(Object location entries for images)
◇ ◇ ◇ ◇ ◇

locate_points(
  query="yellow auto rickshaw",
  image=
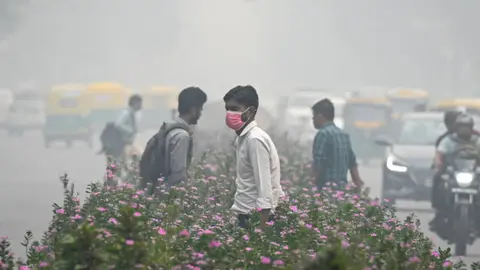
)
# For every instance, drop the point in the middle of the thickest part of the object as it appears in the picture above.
(106, 101)
(469, 105)
(407, 100)
(67, 115)
(159, 105)
(364, 119)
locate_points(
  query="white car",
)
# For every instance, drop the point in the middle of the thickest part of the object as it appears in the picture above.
(298, 114)
(25, 115)
(6, 100)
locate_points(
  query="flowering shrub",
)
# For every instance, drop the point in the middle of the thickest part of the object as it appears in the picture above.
(191, 227)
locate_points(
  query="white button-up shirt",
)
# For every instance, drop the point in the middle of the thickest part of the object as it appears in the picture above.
(258, 171)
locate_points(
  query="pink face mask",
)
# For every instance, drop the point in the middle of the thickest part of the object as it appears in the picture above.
(234, 120)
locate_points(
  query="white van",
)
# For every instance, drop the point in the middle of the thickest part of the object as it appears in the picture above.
(27, 112)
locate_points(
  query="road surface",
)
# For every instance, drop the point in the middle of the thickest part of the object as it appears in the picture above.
(29, 177)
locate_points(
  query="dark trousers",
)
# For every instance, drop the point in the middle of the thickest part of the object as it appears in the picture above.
(438, 192)
(244, 219)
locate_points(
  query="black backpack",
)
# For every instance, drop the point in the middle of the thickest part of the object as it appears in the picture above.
(112, 140)
(152, 163)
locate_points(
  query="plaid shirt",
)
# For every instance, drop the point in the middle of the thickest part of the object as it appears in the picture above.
(332, 154)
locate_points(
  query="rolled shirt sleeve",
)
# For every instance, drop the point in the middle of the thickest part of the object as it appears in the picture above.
(319, 149)
(352, 159)
(179, 146)
(260, 161)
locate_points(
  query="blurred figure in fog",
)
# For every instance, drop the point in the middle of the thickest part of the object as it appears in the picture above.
(333, 155)
(127, 124)
(178, 141)
(449, 118)
(258, 163)
(461, 136)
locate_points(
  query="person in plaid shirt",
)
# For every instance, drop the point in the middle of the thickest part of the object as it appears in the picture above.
(333, 156)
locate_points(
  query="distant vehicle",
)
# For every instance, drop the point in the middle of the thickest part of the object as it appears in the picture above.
(296, 111)
(6, 100)
(27, 112)
(406, 170)
(407, 100)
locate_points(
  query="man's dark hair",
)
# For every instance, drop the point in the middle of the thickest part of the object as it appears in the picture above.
(325, 107)
(134, 99)
(191, 97)
(243, 94)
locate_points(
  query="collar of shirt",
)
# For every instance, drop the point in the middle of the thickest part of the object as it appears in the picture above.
(328, 124)
(248, 128)
(181, 121)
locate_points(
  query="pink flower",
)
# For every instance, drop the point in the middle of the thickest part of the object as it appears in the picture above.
(129, 242)
(206, 232)
(265, 260)
(161, 231)
(184, 233)
(113, 221)
(345, 244)
(414, 259)
(214, 243)
(278, 262)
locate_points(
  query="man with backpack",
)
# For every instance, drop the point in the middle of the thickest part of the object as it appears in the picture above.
(168, 153)
(119, 135)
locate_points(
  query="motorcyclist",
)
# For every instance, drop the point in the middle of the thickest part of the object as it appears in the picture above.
(460, 135)
(449, 118)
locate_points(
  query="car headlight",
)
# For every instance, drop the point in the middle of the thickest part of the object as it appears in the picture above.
(394, 165)
(464, 179)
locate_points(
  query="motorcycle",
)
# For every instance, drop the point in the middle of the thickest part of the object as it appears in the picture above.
(462, 184)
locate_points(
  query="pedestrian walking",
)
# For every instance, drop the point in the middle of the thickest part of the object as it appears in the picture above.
(332, 151)
(168, 153)
(258, 165)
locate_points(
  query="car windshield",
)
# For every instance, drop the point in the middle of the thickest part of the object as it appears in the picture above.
(365, 112)
(403, 105)
(420, 131)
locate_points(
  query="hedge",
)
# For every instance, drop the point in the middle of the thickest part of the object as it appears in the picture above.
(191, 226)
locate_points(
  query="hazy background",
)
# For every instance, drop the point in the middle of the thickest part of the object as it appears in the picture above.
(274, 44)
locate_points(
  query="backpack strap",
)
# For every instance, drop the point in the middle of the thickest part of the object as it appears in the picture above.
(167, 129)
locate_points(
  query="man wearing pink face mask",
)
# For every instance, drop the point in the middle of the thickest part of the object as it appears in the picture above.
(258, 164)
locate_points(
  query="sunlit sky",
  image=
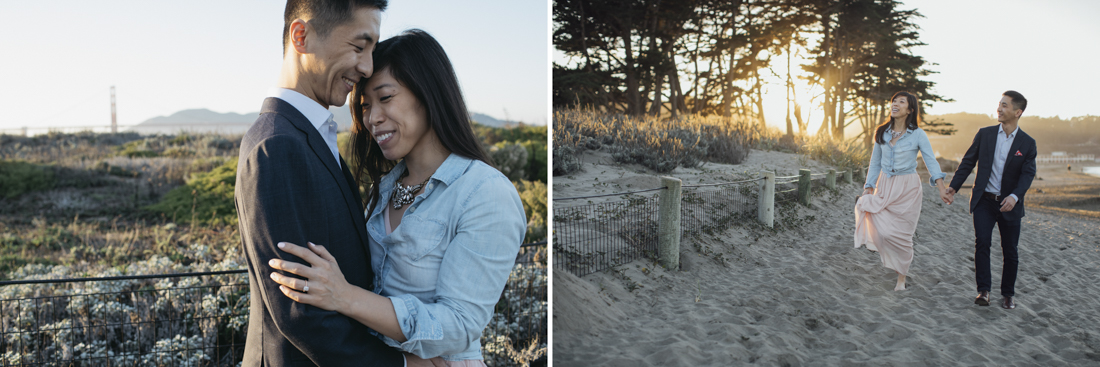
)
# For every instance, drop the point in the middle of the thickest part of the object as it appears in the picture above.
(1047, 52)
(62, 57)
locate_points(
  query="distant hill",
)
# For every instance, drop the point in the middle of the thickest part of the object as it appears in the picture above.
(1074, 135)
(202, 121)
(490, 121)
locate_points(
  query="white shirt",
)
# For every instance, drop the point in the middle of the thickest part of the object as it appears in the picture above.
(321, 120)
(318, 115)
(1000, 155)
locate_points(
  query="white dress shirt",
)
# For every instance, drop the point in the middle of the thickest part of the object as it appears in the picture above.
(321, 120)
(318, 115)
(1000, 155)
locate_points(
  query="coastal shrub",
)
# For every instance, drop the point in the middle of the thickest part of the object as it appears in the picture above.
(18, 177)
(660, 145)
(138, 149)
(178, 152)
(536, 159)
(565, 151)
(534, 196)
(207, 198)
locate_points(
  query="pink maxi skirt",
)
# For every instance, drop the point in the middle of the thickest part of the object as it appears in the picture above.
(887, 220)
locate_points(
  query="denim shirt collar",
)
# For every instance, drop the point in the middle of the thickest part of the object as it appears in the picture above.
(447, 173)
(888, 137)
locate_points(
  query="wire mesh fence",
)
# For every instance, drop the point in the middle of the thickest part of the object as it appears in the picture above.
(596, 236)
(198, 319)
(787, 189)
(710, 209)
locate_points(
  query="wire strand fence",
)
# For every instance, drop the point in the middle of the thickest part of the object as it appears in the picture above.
(600, 235)
(193, 319)
(596, 236)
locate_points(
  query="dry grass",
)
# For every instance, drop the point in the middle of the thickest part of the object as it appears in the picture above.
(661, 145)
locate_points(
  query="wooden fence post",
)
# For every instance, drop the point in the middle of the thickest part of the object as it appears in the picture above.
(804, 186)
(668, 226)
(766, 202)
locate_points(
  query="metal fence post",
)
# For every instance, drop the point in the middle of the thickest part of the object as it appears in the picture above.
(668, 229)
(804, 186)
(766, 202)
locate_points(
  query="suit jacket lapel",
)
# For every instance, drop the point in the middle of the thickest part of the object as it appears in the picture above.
(1014, 147)
(358, 208)
(321, 149)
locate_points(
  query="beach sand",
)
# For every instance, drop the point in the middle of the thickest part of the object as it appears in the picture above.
(805, 297)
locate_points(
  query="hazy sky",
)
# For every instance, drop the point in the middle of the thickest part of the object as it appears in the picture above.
(62, 57)
(1047, 51)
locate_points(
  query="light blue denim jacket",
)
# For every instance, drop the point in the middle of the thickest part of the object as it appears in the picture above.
(446, 265)
(901, 157)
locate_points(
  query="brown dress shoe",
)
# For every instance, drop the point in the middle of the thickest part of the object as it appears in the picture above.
(982, 298)
(1008, 303)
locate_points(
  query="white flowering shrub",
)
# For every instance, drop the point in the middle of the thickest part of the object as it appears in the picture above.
(191, 321)
(182, 321)
(517, 333)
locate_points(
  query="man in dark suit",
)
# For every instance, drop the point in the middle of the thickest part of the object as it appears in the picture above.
(292, 186)
(1005, 159)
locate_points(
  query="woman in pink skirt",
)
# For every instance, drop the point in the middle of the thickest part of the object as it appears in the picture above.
(888, 211)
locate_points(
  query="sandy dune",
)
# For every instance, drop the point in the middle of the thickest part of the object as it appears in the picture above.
(806, 297)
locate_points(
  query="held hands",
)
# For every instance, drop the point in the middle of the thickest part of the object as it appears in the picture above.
(1008, 203)
(323, 282)
(414, 360)
(947, 196)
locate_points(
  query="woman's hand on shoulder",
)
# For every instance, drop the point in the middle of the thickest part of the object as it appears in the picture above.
(325, 282)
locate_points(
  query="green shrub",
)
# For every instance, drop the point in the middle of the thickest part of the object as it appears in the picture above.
(136, 149)
(536, 159)
(207, 198)
(510, 159)
(178, 152)
(114, 170)
(534, 196)
(18, 177)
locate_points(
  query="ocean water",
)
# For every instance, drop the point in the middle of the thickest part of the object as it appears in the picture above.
(1092, 170)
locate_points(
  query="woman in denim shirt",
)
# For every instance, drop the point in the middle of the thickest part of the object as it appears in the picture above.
(443, 225)
(888, 211)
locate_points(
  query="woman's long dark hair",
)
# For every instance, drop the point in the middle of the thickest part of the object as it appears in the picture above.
(912, 122)
(418, 63)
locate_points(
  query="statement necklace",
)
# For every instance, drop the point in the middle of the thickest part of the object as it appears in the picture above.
(894, 134)
(404, 195)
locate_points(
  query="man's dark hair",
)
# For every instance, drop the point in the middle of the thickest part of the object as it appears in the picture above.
(1018, 100)
(322, 14)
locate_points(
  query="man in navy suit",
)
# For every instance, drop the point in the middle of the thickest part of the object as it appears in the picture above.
(292, 186)
(1005, 159)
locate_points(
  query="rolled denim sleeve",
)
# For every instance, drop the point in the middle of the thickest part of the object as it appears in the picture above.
(472, 275)
(930, 158)
(875, 167)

◇ ◇ ◇ ◇ ◇

Please collect every line of the records that contains the word "denim" and copy each one in full.

  query="denim shirt collar",
  query="light blue denim jacket",
  query="woman in denim shirt",
  query="rolled denim sleeve",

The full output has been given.